══ EXERCISE MATERIALS ══
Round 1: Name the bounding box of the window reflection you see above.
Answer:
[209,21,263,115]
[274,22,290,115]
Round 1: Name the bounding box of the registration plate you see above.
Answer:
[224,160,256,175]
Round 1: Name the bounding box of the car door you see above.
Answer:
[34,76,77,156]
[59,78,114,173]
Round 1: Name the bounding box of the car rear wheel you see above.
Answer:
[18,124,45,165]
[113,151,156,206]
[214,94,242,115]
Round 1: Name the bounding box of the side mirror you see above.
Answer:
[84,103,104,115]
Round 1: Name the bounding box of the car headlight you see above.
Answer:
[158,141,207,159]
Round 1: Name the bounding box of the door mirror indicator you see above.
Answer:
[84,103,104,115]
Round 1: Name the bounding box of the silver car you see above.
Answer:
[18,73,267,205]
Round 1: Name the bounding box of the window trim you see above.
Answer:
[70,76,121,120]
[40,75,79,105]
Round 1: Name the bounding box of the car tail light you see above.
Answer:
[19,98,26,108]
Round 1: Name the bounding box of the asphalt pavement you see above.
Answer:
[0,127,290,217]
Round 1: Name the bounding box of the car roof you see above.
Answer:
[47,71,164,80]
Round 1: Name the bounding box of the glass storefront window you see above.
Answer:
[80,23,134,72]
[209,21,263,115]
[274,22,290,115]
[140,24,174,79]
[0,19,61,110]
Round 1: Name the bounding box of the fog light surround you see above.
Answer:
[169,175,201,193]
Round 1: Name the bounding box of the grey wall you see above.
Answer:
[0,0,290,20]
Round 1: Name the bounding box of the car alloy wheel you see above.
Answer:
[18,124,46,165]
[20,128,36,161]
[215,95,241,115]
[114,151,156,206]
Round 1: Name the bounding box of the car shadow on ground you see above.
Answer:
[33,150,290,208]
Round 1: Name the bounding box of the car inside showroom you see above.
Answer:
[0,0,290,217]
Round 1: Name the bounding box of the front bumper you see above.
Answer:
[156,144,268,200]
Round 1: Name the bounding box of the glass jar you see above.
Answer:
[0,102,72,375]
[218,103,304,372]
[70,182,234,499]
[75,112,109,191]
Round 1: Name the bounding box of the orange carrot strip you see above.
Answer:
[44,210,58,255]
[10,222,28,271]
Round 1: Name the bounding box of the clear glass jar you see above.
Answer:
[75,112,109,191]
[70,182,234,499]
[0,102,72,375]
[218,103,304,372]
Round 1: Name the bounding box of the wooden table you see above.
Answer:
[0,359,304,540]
═══
● GOAL
Give every line of the records above as a Markdown table with the columns Row and Line, numbering the rows in order and skipping any blank lines.

● TASK ANSWER
| Row | Line |
|---|---|
| 1 | Round 1: Name the bounding box of the window reflection you see above. |
| 2 | Answer: |
| 3 | [209,21,263,115] |
| 4 | [274,22,290,115] |
| 5 | Round 1: Name the bounding box of the registration plate you see above. |
| 6 | Answer: |
| 7 | [224,160,256,175] |
| 8 | Round 1: Name the bounding box of the car door you see above. |
| 9 | Answer: |
| 10 | [34,76,77,156] |
| 11 | [59,78,114,173] |
| 12 | Round 1: Name the bounding box of the car rear wheel you see above. |
| 13 | Answer: |
| 14 | [18,124,45,165] |
| 15 | [113,151,156,206] |
| 16 | [214,94,242,115] |
| 17 | Round 1: Name the bounding box of the side mirror you see above. |
| 18 | Answer: |
| 19 | [84,103,104,115] |
| 20 | Round 1: Name the bounding box of the car headlight you see above. |
| 21 | Answer: |
| 22 | [158,141,207,159] |
| 23 | Round 1: Name the bounding box of the door mirror indicator you see above. |
| 24 | Answer: |
| 25 | [84,103,104,115] |
| 26 | Round 1: Name the bounding box of the silver car you see above. |
| 27 | Answer: |
| 28 | [18,73,267,205] |
| 29 | Round 1: Name the bounding box of the window trim you see above. |
| 30 | Answer: |
| 31 | [70,76,121,120] |
| 32 | [40,75,79,105] |
| 33 | Round 1: Name the bounding box of the car tail light you see above. |
| 34 | Answer: |
| 35 | [19,98,26,108] |
| 36 | Round 1: Name the bounding box of the asphalt pavement you see above. |
| 37 | Answer: |
| 38 | [0,127,290,217] |
| 39 | Round 1: Name the bounding box of the car roof you see above. |
| 40 | Answer: |
| 41 | [47,71,164,80] |
| 42 | Round 1: Name the bounding box of the glass storefront window you see above. |
| 43 | Answer: |
| 44 | [80,23,134,72] |
| 45 | [209,21,263,115] |
| 46 | [274,22,290,115] |
| 47 | [140,24,174,79] |
| 48 | [0,19,61,110] |
| 49 | Round 1: Name the bounding box of the fog light surround you see above. |
| 50 | Answer: |
| 51 | [169,175,201,193] |
| 52 | Round 1: Name the bounding box of the grey wall you see above. |
| 53 | Answer: |
| 54 | [0,0,290,20] |
| 55 | Round 1: Name the bounding box of the car alloy wheel you see above. |
| 56 | Answer: |
| 57 | [18,124,46,165] |
| 58 | [20,128,36,161] |
| 59 | [215,95,241,115] |
| 60 | [114,151,156,206] |
| 61 | Round 1: Name the bounding box of the car shadow on ground you see above. |
| 62 | Answer: |
| 63 | [33,150,290,208] |
| 64 | Round 1: Name the bounding box of the car inside showroom you see above. |
| 65 | Answer: |
| 66 | [0,0,290,217] |
| 67 | Round 1: Name the bounding box of the front bumper you see above. |
| 68 | Answer: |
| 69 | [156,144,268,200] |
| 70 | Round 1: Name the bounding box of the glass jar you see above. |
| 71 | Answer: |
| 72 | [0,102,72,375] |
| 73 | [218,103,304,372] |
| 74 | [70,182,234,499] |
| 75 | [75,112,109,191] |
| 76 | Round 1: Name the bounding box of the orange carrot strip you see above. |
| 77 | Answer: |
| 78 | [44,210,58,255] |
| 79 | [10,222,28,271] |
| 80 | Round 1: Name the bounding box of the clear glass jar you see above. |
| 81 | Answer: |
| 82 | [75,112,109,191] |
| 83 | [70,182,234,499] |
| 84 | [0,102,72,375] |
| 85 | [218,103,304,372] |
| 86 | Round 1: Name the bounding box of the wooden table you see above. |
| 87 | Answer: |
| 88 | [0,359,304,540] |